# [JOB]
Write out the part of the listing that opens with the line containing "Please scan the image above for any sign" and closes with the line containing "272, 20, 286]]", both of those lines included, reproducing every line in it exactly.

-- start GIVEN INFORMATION --

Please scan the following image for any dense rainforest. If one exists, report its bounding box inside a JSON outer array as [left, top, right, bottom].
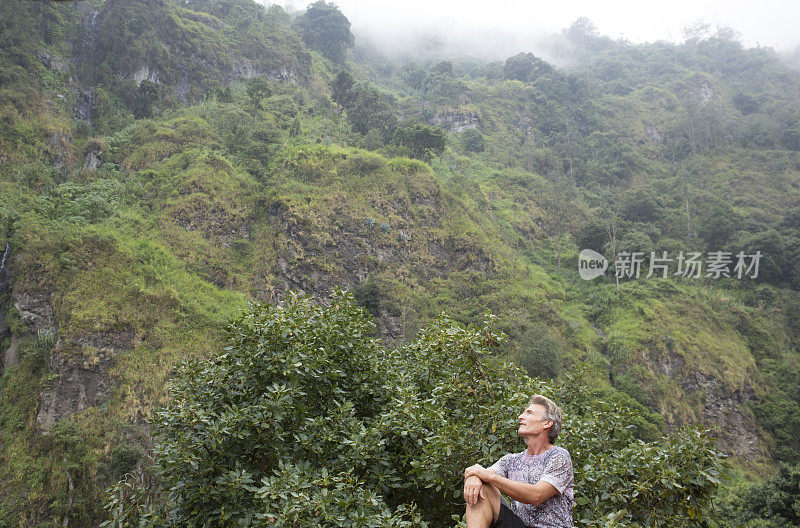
[[0, 0, 800, 528]]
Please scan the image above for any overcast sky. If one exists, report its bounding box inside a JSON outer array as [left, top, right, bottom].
[[278, 0, 800, 58]]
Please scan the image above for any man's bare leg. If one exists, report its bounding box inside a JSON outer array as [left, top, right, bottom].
[[466, 482, 500, 528]]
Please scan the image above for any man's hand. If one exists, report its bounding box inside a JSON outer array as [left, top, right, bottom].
[[464, 464, 496, 482], [464, 475, 486, 506]]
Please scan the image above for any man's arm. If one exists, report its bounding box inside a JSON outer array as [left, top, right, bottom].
[[464, 465, 558, 506]]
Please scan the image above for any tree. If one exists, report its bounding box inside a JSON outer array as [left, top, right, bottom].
[[107, 291, 719, 527], [133, 80, 158, 117], [331, 70, 357, 115], [395, 123, 446, 162], [245, 77, 272, 109], [296, 0, 355, 64], [347, 85, 397, 142], [461, 128, 486, 152], [503, 53, 554, 82]]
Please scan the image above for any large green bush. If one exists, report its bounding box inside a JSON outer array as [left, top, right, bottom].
[[101, 292, 718, 527]]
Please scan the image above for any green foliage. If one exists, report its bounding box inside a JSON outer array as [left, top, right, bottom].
[[295, 0, 354, 64], [347, 84, 397, 142], [331, 70, 357, 115], [503, 53, 554, 82], [108, 291, 718, 526], [461, 128, 486, 152], [720, 464, 800, 528], [394, 123, 446, 163], [133, 80, 158, 117], [245, 77, 273, 108]]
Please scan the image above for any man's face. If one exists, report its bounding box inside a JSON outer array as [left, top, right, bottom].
[[517, 403, 553, 436]]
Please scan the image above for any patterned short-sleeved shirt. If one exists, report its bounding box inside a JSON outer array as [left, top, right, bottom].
[[489, 446, 574, 528]]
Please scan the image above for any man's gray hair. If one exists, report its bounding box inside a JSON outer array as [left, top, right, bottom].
[[528, 394, 564, 444]]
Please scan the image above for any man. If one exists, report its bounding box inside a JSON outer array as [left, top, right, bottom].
[[464, 394, 574, 528]]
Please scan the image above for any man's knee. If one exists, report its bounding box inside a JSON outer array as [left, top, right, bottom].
[[467, 482, 500, 522]]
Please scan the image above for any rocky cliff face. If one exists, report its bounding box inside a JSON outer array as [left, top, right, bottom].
[[650, 346, 766, 460], [0, 245, 117, 433]]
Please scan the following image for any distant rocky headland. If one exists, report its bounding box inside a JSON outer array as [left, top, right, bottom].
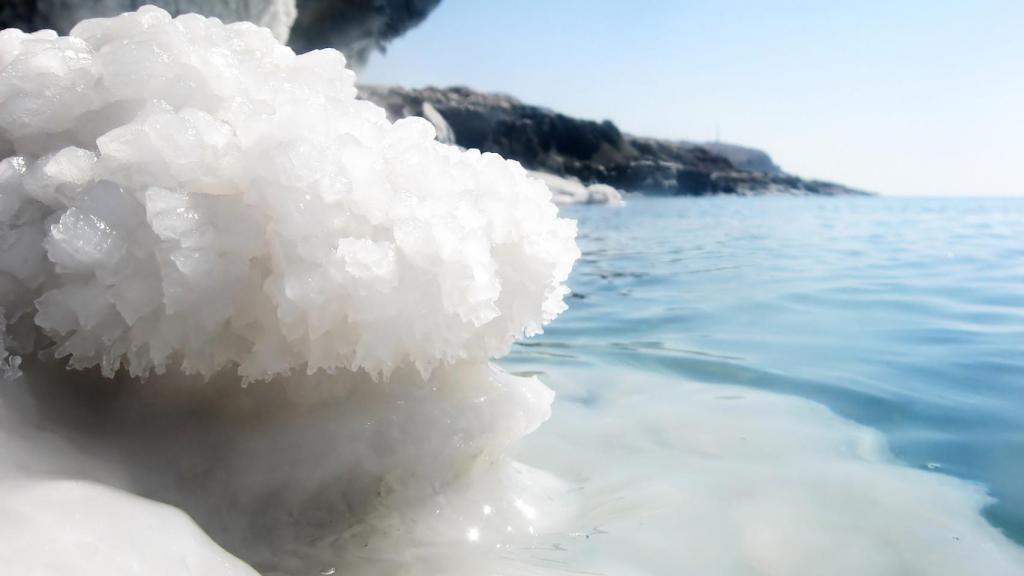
[[359, 86, 867, 196]]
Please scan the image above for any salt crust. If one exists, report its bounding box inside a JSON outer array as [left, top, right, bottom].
[[0, 6, 579, 379]]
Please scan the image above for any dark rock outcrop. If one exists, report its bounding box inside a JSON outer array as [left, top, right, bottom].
[[0, 0, 440, 68], [360, 86, 864, 195], [289, 0, 441, 67]]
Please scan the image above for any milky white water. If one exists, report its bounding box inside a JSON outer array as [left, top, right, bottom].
[[0, 8, 1024, 576]]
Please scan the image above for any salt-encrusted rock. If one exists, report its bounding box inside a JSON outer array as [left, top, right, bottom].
[[0, 7, 578, 378]]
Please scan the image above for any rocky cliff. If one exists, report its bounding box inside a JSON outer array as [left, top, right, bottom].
[[360, 86, 864, 195]]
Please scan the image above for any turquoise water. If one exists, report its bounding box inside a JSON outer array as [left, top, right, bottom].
[[504, 197, 1024, 542]]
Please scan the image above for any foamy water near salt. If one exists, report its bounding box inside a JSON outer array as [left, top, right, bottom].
[[503, 197, 1024, 575], [0, 8, 1024, 576]]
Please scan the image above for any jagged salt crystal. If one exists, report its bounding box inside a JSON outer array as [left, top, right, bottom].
[[0, 7, 578, 378]]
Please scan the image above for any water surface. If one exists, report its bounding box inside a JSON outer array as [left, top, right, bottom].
[[504, 197, 1024, 543]]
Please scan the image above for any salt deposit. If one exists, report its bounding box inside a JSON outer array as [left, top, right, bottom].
[[0, 7, 579, 576], [0, 7, 578, 378]]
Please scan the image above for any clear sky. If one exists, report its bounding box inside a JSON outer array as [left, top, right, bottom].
[[362, 0, 1024, 196]]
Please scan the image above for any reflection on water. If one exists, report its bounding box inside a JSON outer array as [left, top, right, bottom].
[[504, 192, 1024, 542]]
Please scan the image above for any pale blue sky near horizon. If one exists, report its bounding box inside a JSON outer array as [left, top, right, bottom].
[[360, 0, 1024, 196]]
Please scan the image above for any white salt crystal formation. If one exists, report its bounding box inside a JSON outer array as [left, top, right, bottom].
[[0, 7, 579, 379]]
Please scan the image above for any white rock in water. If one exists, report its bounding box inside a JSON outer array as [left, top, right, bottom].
[[0, 481, 257, 576], [0, 7, 579, 378], [0, 7, 579, 575]]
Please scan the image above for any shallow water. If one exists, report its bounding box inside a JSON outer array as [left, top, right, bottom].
[[503, 198, 1024, 553]]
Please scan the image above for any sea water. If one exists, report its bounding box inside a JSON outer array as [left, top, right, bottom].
[[503, 197, 1024, 574]]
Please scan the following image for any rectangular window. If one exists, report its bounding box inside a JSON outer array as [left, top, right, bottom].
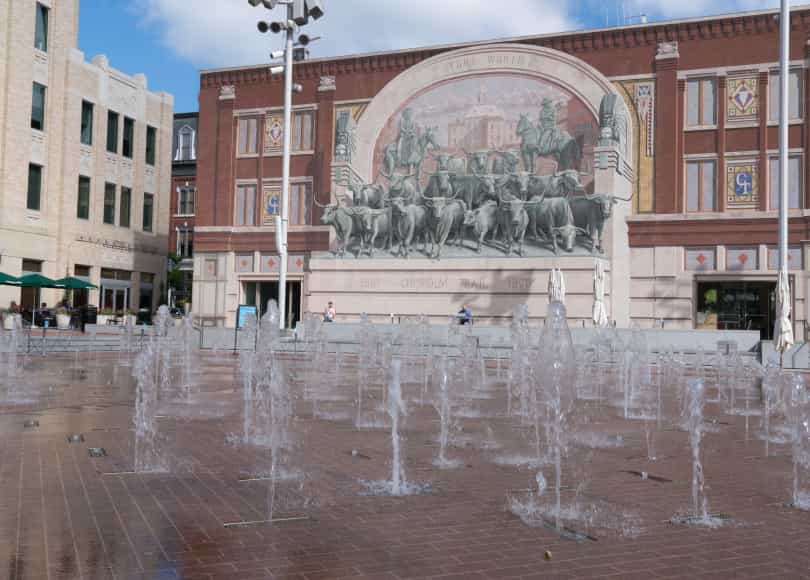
[[34, 2, 48, 52], [25, 163, 42, 211], [31, 83, 45, 131], [143, 193, 155, 232], [104, 183, 115, 224], [768, 70, 803, 123], [76, 175, 90, 220], [292, 111, 314, 151], [118, 187, 132, 228], [81, 101, 93, 145], [177, 187, 194, 215], [239, 117, 259, 155], [686, 161, 717, 211], [289, 183, 312, 226], [146, 126, 157, 165], [768, 156, 803, 210], [234, 184, 256, 226], [121, 117, 135, 159], [686, 79, 717, 127], [107, 111, 118, 153]]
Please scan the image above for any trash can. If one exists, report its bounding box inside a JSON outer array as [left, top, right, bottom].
[[81, 304, 98, 332], [136, 308, 152, 325]]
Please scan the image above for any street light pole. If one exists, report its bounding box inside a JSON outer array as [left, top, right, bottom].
[[779, 0, 790, 276], [276, 3, 295, 330]]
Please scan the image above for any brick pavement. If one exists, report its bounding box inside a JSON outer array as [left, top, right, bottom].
[[0, 355, 810, 580]]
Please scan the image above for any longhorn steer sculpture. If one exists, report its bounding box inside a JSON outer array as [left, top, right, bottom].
[[425, 197, 467, 259], [571, 193, 631, 253], [390, 197, 429, 258], [535, 197, 588, 254], [498, 197, 540, 256], [464, 201, 498, 254]]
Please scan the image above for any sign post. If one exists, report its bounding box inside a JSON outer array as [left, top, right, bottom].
[[233, 304, 259, 356]]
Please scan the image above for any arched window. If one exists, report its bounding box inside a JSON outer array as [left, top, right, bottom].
[[174, 125, 197, 161]]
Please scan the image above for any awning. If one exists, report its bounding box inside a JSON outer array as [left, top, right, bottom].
[[17, 274, 64, 288], [54, 276, 98, 290], [0, 272, 20, 286]]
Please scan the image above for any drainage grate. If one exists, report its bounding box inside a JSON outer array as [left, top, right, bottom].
[[622, 469, 672, 483]]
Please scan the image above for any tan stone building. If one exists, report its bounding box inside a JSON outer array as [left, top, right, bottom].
[[0, 0, 173, 310]]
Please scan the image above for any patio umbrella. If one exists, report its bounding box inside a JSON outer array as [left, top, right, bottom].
[[55, 276, 98, 290], [773, 271, 793, 361], [548, 268, 565, 304], [17, 274, 64, 288], [592, 260, 608, 328], [0, 272, 20, 286], [17, 274, 64, 326]]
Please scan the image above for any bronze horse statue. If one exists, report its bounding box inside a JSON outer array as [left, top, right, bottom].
[[383, 127, 441, 177], [517, 114, 582, 173]]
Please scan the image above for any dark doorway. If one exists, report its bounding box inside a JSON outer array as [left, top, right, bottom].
[[695, 280, 776, 340], [244, 280, 301, 328]]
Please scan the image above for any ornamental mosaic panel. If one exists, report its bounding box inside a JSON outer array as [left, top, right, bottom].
[[264, 113, 284, 155], [262, 185, 281, 226], [726, 161, 759, 209], [260, 254, 280, 274], [685, 248, 717, 272], [236, 254, 253, 274], [726, 248, 759, 272], [768, 246, 802, 271], [726, 75, 759, 123]]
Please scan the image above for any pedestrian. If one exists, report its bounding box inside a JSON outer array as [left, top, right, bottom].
[[323, 300, 337, 322], [456, 304, 472, 324]]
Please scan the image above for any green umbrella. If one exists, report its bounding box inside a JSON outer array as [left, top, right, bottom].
[[17, 274, 63, 288], [0, 272, 20, 286], [55, 276, 98, 290]]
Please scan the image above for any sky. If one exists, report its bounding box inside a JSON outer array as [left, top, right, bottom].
[[79, 0, 778, 112]]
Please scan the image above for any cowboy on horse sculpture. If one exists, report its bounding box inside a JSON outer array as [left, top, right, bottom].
[[517, 99, 582, 173]]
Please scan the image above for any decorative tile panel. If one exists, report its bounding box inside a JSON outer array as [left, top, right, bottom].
[[261, 254, 280, 274], [264, 113, 284, 155], [262, 183, 281, 226], [726, 248, 759, 272], [686, 248, 717, 272], [726, 161, 759, 209], [236, 254, 253, 274], [726, 75, 759, 123]]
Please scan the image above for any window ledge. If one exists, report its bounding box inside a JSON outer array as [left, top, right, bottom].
[[264, 149, 315, 157]]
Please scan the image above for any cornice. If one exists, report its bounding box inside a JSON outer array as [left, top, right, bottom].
[[200, 6, 810, 89]]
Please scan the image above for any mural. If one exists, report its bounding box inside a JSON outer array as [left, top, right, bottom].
[[322, 73, 627, 259]]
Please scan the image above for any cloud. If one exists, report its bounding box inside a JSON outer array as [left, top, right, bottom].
[[134, 0, 581, 68]]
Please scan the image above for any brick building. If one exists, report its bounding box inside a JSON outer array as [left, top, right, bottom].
[[194, 8, 810, 336], [168, 113, 198, 303]]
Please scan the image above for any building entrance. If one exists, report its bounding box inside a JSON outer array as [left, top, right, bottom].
[[243, 280, 301, 328], [695, 280, 776, 340]]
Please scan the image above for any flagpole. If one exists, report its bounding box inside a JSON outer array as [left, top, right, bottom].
[[774, 0, 793, 367], [779, 0, 790, 274]]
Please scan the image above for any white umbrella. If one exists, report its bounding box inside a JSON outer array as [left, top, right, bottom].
[[592, 260, 608, 328], [548, 268, 565, 304], [773, 270, 793, 354]]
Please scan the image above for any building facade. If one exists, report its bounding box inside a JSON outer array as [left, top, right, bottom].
[[169, 113, 198, 304], [0, 0, 173, 310], [194, 8, 810, 337]]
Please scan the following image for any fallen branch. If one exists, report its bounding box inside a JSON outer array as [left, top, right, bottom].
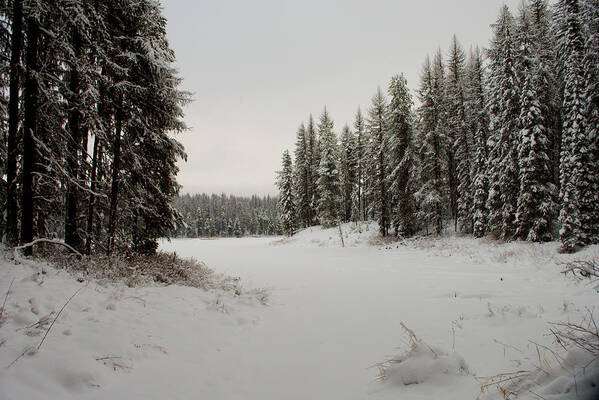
[[37, 286, 85, 350], [14, 238, 83, 257], [562, 259, 599, 279], [0, 278, 15, 323]]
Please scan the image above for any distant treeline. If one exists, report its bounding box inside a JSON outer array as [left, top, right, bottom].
[[172, 193, 282, 238], [277, 0, 599, 251]]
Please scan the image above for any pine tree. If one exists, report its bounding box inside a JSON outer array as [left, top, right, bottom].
[[416, 56, 447, 235], [527, 0, 562, 186], [353, 108, 368, 221], [367, 88, 390, 236], [278, 150, 296, 236], [487, 6, 521, 240], [432, 49, 458, 230], [294, 123, 312, 228], [306, 114, 320, 224], [339, 125, 356, 222], [557, 0, 597, 251], [387, 75, 416, 237], [466, 47, 489, 237], [516, 4, 555, 242], [317, 108, 343, 227], [446, 35, 473, 233], [6, 0, 23, 246], [581, 0, 599, 244]]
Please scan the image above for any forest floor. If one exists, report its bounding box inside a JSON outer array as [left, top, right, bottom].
[[0, 224, 599, 400]]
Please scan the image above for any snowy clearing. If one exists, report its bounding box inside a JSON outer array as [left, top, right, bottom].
[[0, 224, 599, 400]]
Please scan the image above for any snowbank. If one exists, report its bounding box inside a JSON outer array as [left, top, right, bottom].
[[0, 248, 264, 400], [378, 324, 470, 385]]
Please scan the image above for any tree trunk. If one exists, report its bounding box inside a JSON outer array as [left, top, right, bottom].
[[21, 11, 39, 255], [85, 136, 100, 255], [64, 28, 82, 252], [106, 95, 123, 255], [6, 0, 23, 246]]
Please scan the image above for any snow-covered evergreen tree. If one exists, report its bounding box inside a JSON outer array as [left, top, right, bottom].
[[339, 125, 356, 222], [306, 114, 320, 224], [527, 0, 562, 186], [516, 4, 555, 242], [446, 35, 474, 233], [416, 56, 448, 235], [294, 123, 312, 228], [487, 6, 521, 240], [317, 108, 343, 227], [367, 88, 390, 236], [466, 47, 489, 237], [557, 0, 597, 250], [387, 75, 415, 237], [581, 0, 599, 244], [432, 49, 458, 230], [277, 150, 296, 236], [352, 108, 368, 221]]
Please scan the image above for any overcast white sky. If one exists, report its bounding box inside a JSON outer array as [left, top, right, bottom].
[[163, 0, 521, 195]]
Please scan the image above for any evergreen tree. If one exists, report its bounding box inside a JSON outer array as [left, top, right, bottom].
[[295, 123, 312, 228], [557, 0, 597, 250], [446, 35, 474, 233], [466, 47, 489, 237], [367, 88, 390, 236], [306, 114, 320, 224], [387, 75, 416, 237], [353, 108, 368, 221], [516, 3, 555, 242], [416, 56, 447, 235], [339, 125, 356, 222], [317, 108, 343, 227], [581, 0, 599, 244], [433, 49, 459, 231], [527, 0, 562, 186], [278, 150, 296, 236], [487, 6, 521, 240]]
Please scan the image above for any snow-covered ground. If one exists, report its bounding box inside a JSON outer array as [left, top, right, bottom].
[[0, 224, 599, 400]]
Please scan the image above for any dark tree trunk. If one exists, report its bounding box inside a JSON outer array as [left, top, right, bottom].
[[21, 16, 39, 255], [85, 136, 100, 254], [447, 155, 458, 232], [106, 97, 123, 255], [6, 0, 23, 246], [64, 29, 81, 251]]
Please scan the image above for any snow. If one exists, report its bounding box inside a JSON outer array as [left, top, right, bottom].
[[0, 224, 599, 400]]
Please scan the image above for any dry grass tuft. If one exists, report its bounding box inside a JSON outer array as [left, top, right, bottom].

-- end GIVEN INFORMATION --

# [EXPECTED ANSWER]
Please scan the image above for any sign post. If one exists, report its bounding box inside a JSON outer array as [left, top, right, bottom].
[[233, 304, 259, 356]]
Please scan the image above for any arched window. If one exists, report its bounding box inside a JSON outer array as [left, top, right, bottom].
[[174, 125, 197, 161]]
Please scan the image above for any awning. If one exists, report its bounding box inside a JSON outer array as [left, top, right, bottom].
[[17, 274, 64, 288], [54, 276, 98, 290], [0, 272, 20, 286]]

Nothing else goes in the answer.